**Requirements**.
[a] Translate this sentence from the passage about the summer trip to Sweden into Spanish: "Stockholm’s skyline is one of the prettiest I’ve ever seen."
[b] Resume the passage about the summer trip to Sweden after its last sentence, adding a few sentences.

**Text passage**.
^^^^^^^^^^^^^^^^
Whatever the case may be, we ended our summer vacationing in the Far North, traveling vast distances in very few days in order to explore Todd's homeland.  This lesson about packing too much in should have already been learned, but alas! If you don’t learn from history, you are destined to repeat it.

Learn this: Horns In Battle = Getting Stuck In The Eye

We flew into Göteborg from Paris, a stopover destination due to cheap Ryanair prices.  As a first introduction, Göteborg was modern, industrial, clean, cool, and rainy.  Water and pines forests surrounded the city, and we rode the ferry everywhere despite the rain.  A quick walk and dinner, a night at our lovely dockside hotel with delicious licorice treats, and off we went the next day to Stockholm.

Modern Sculpture With Viking

Hanging out enjoying the short-lived summer
Stockholm’s skyline is one of the prettiest I’ve ever seen.  The city’s water-bound location, spread out over 14 islands in this northern archipelago, reflects and magnifies its mix of 19th-century and modern beauty.
^^^^^^^^^^^^^^^^
**Dataset entries**.
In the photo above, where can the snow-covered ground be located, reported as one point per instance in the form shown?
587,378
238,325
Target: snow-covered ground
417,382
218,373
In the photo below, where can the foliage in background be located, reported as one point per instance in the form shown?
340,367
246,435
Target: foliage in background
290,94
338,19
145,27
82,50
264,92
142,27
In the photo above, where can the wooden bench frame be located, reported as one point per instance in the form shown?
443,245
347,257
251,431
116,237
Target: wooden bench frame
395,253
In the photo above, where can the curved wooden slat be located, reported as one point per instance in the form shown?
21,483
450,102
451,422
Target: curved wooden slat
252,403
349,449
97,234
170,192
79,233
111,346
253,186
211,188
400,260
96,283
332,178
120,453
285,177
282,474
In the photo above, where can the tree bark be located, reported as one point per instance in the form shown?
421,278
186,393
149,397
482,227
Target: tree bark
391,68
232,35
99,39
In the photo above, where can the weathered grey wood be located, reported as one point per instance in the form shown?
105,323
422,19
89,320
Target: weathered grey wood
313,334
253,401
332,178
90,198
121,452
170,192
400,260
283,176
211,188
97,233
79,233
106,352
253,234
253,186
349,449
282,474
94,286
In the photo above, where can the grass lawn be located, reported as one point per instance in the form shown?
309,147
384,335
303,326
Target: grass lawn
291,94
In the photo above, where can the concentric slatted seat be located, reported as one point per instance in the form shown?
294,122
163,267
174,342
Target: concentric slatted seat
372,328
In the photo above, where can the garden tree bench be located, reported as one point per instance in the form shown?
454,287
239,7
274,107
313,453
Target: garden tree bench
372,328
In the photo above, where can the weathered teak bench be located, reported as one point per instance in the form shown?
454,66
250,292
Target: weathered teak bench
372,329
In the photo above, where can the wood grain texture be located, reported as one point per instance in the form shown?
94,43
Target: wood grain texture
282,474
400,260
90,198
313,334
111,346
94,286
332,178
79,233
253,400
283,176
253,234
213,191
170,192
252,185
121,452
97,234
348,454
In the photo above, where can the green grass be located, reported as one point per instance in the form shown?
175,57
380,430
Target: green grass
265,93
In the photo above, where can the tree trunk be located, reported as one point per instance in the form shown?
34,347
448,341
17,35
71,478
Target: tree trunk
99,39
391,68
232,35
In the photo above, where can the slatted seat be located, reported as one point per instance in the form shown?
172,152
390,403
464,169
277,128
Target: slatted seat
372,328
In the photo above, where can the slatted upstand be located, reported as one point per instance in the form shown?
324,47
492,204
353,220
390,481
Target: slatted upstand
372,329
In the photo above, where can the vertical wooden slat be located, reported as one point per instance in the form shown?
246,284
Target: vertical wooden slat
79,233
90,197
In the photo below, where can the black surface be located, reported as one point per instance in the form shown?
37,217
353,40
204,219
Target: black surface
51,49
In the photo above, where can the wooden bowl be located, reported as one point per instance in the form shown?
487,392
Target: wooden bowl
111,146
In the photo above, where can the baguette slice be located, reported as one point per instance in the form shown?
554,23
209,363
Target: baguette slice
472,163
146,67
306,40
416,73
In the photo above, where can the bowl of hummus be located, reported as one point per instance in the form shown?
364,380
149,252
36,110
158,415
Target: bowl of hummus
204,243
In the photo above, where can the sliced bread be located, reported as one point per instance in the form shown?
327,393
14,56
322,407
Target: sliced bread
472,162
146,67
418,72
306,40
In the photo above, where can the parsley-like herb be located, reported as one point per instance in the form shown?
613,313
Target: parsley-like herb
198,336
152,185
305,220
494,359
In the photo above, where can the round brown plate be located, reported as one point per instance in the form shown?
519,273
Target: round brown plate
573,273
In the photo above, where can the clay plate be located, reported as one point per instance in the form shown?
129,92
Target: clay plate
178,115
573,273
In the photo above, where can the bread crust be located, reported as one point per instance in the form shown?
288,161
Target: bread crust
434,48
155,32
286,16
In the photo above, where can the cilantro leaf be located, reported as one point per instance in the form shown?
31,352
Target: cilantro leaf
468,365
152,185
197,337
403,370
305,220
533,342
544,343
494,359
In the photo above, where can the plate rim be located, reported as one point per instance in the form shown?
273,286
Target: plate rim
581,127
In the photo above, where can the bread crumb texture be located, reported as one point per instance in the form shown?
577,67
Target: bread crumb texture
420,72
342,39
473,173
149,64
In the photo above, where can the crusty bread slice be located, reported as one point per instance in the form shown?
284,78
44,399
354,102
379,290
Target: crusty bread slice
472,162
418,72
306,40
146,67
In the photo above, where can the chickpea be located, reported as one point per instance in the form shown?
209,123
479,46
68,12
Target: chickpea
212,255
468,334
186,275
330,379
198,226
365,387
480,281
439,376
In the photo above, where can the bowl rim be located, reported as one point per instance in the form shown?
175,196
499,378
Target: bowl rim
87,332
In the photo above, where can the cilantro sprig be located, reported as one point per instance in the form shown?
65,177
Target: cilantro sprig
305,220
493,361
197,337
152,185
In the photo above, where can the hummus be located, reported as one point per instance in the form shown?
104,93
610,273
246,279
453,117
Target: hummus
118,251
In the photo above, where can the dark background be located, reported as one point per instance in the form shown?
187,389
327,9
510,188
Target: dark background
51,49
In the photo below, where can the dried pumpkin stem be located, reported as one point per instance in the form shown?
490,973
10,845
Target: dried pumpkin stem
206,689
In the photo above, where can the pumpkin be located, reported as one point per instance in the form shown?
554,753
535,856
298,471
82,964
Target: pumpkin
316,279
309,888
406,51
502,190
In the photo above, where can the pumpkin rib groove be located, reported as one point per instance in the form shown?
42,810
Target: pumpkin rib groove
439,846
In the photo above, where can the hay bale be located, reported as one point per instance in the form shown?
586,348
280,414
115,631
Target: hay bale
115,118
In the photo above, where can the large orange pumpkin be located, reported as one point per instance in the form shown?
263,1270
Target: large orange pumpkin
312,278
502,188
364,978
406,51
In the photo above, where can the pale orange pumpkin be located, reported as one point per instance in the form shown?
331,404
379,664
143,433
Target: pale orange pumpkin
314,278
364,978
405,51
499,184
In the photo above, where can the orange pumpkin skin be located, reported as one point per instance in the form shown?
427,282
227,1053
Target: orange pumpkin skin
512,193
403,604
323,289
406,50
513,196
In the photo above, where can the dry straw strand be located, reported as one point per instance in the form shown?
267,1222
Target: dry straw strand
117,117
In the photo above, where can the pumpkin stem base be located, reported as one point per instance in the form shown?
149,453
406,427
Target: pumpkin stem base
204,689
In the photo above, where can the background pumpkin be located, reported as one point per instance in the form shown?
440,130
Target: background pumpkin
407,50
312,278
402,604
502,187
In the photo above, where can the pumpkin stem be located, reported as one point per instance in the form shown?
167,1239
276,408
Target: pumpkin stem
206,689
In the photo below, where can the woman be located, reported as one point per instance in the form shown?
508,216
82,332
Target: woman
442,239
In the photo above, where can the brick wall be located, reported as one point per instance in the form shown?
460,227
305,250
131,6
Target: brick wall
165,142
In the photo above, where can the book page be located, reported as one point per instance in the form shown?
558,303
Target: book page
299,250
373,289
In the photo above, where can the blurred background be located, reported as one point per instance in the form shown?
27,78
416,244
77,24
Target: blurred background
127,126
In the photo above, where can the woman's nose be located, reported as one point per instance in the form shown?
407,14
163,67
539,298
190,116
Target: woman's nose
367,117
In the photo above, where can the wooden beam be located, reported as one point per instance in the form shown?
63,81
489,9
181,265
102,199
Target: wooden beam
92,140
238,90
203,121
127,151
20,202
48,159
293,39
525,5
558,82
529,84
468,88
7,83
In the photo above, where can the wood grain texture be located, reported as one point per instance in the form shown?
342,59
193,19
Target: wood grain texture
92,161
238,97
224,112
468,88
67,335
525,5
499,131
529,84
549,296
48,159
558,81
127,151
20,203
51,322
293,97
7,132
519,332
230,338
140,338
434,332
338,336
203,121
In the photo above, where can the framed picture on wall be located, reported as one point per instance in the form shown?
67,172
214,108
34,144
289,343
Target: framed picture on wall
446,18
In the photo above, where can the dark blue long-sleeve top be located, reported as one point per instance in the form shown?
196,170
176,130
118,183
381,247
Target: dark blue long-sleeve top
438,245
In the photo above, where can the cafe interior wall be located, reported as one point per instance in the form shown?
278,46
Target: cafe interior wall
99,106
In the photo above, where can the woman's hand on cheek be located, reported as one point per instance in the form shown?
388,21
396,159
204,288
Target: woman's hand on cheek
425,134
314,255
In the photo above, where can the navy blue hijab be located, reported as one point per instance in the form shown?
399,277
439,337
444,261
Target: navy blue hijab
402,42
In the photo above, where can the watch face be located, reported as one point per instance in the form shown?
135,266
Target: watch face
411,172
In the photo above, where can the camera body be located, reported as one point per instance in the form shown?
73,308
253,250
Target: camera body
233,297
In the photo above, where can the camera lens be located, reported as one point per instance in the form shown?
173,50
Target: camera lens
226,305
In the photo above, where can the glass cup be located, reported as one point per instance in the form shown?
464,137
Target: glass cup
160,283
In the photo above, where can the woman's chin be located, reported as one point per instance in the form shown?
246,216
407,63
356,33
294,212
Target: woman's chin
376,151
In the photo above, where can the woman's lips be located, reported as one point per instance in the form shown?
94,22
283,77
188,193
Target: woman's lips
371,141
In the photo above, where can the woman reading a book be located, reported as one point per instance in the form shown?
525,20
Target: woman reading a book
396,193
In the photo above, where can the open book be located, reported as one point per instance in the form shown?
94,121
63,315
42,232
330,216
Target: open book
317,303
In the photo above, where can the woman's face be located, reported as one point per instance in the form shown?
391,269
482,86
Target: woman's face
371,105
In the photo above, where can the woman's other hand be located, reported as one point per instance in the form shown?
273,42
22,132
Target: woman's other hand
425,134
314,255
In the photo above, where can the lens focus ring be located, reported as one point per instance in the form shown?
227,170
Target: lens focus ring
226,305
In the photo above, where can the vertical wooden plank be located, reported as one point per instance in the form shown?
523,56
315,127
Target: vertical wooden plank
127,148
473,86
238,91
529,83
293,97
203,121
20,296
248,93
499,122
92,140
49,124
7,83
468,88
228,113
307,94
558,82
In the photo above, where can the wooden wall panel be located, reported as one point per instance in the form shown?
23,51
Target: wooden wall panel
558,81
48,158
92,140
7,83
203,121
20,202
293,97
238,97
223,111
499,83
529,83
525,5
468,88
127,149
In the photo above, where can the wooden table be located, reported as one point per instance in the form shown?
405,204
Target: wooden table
^^^^^^^^^^^^^^^^
**Answers provided**.
[a] El perfil urbano de Estocolmo es uno de los más bonitos que he visto jamás.

[b]
Glorious Skyline

Water, water everywhere

We stayed on a boat-hostel called the Gustav Klimt, with tiny, bohemian cabins and a shared bathroom.  The girls were thrilled by these exotic accommodations complete with porthole; Todd was barely able to squish his six-foot-two frame into the narrow bottom bunk.  The following day we spent at Skansen, Stockholm’s famous outdoor historical museum, where you can see how life used to be in the northern wilds.  This park is part zoo, part old-town, part historic village, part playground, with examples of living quarters including docents in historic dress practicing domestic arts from 100 or more years ago. 

Old-Time Swedish Hut

We even found a Swedish horse, along with a squirrel.  The set-up for kids was incredible, inviting Tia and Sasha to run from one thing to another with glee. 

Look, Gram, what we can ride!!!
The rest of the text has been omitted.